(PROBLEM DETAILS): All that is needed is every line of the listing below that has "wall".

EXTRACTED DATA Block Start

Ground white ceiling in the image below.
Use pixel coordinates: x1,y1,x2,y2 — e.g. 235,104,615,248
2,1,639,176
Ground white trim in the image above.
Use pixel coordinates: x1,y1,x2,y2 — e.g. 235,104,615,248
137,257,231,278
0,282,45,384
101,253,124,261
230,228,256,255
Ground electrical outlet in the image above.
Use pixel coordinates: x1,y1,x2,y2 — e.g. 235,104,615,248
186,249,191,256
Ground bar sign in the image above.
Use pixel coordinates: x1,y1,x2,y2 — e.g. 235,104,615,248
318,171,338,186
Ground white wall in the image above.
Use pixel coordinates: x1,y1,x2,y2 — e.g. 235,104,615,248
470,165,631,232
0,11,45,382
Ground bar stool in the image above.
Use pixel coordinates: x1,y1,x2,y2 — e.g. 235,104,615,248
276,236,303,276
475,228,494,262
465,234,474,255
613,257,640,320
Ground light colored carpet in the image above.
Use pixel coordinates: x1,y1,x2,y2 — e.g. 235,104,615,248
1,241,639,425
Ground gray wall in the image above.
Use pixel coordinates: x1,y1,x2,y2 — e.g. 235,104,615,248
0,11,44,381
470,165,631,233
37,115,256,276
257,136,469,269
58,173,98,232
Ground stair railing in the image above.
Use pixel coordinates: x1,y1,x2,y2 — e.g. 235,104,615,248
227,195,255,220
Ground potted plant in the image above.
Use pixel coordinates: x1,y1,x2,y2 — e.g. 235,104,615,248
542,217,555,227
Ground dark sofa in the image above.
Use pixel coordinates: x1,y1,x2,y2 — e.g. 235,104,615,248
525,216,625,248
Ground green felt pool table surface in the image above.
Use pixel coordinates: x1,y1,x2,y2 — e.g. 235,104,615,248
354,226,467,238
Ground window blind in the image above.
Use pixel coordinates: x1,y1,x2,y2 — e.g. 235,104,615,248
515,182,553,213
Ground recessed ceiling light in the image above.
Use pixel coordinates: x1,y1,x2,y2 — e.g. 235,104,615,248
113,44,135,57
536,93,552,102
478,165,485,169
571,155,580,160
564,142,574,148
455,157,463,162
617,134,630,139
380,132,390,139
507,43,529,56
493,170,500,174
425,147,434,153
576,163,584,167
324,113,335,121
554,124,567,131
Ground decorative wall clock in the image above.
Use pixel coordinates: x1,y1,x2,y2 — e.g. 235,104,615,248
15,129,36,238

EXTRACTED DATA Block End

(TASK OUTPUT):
Ground white wall in the image above.
Ground gray wall in the image above.
Ground decorative wall clock in the image above.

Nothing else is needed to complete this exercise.